→ **Task to carry out**
Please repeat the listing exactly, with every line intact.

———

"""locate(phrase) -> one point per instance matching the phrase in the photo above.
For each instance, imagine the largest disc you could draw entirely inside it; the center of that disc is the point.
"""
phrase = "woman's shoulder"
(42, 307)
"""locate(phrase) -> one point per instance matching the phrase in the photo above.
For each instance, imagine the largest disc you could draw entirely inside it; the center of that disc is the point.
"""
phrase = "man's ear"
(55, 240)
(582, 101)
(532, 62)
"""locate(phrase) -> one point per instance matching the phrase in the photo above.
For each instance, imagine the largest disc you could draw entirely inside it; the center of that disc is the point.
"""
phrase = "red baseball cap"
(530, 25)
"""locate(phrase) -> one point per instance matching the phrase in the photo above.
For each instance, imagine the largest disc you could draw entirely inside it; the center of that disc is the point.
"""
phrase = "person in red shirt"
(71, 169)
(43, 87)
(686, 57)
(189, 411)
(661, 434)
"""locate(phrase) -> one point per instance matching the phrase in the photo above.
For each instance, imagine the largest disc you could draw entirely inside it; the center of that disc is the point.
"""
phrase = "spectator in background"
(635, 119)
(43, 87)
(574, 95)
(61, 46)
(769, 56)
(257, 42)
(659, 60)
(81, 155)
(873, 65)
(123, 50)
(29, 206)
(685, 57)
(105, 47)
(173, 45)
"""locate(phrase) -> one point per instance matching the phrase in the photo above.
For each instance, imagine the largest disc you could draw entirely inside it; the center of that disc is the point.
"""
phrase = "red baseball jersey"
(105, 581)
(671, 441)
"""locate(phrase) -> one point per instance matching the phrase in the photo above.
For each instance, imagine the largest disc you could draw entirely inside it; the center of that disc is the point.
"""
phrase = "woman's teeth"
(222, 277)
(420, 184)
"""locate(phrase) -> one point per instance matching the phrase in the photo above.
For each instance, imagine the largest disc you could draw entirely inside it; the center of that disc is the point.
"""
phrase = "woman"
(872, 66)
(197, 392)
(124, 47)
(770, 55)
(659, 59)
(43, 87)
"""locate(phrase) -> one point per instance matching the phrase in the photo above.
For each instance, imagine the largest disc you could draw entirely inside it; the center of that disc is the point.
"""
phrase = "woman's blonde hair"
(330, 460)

———

→ **Output for this exercise**
"""locate(phrase) -> one point per instance matching the phrase in the photo above.
For each instance, imagine the largest disc you could draw entirely inside it; the center of that disc is the point.
"""
phrase = "woman's shoulder"
(42, 307)
"""locate(phrase) -> one point per instance matching the phrase in the photo above.
For each instance, imagine the largest disc you could draw entirely inside it; the center of that disc is the point.
"""
phrase = "man's ear"
(55, 240)
(582, 101)
(532, 62)
"""locate(phrase) -> one point per instance matching the phrase in the photo above.
For each instance, imagine the largest disc you could draw entirely inside it; the center of that disc is the point.
"""
phrase = "red baseball cap"
(530, 25)
"""locate(phrase) -> one point per instance matching the phrase in the photo above.
For each instance, imagine the largest disc you could draw entirely inside it; the center of that disc is the point.
"""
phrase = "person in red shirt"
(71, 169)
(43, 87)
(686, 57)
(189, 411)
(661, 434)
"""locate(phrase) -> one point per instance matching the phrase in the photo above.
For each instance, imagine the largest disc you could draw entirely inside it; the center of that disc is the point.
"""
phrase = "spectator in background"
(635, 119)
(43, 87)
(574, 95)
(61, 46)
(769, 56)
(257, 42)
(659, 60)
(81, 155)
(873, 65)
(123, 50)
(29, 206)
(685, 57)
(105, 47)
(173, 45)
"""locate(phrase) -> one point per instance matching the phrase in the photo above.
For each instance, imagine the largest disc you could draw entirely inside it; the center of that disc is the point.
"""
phrase = "red baseball jersey"
(105, 581)
(671, 441)
"""locate(phrase) -> one point per instance matching the phrase in the photo above.
For each instance, imagine the largest disc you could draw entirely inside it; the center of that disc is the point.
"""
phrase = "woman's teeth"
(222, 277)
(420, 184)
"""locate(phrase) -> one point per instance matching the phrase in the photo above.
For each instance, imagine the largest disc you could draw entirely inside it; the center of that disc is the point.
"""
phrase = "woman"
(872, 66)
(197, 392)
(124, 47)
(770, 55)
(659, 59)
(43, 87)
"""locate(phrase) -> one point per instance matching the phrase in the photo above.
For each instance, imagine the largest disc you could draw entirely inside it; the center of that disc is the point.
"""
phrase = "woman's blonde hair"
(330, 460)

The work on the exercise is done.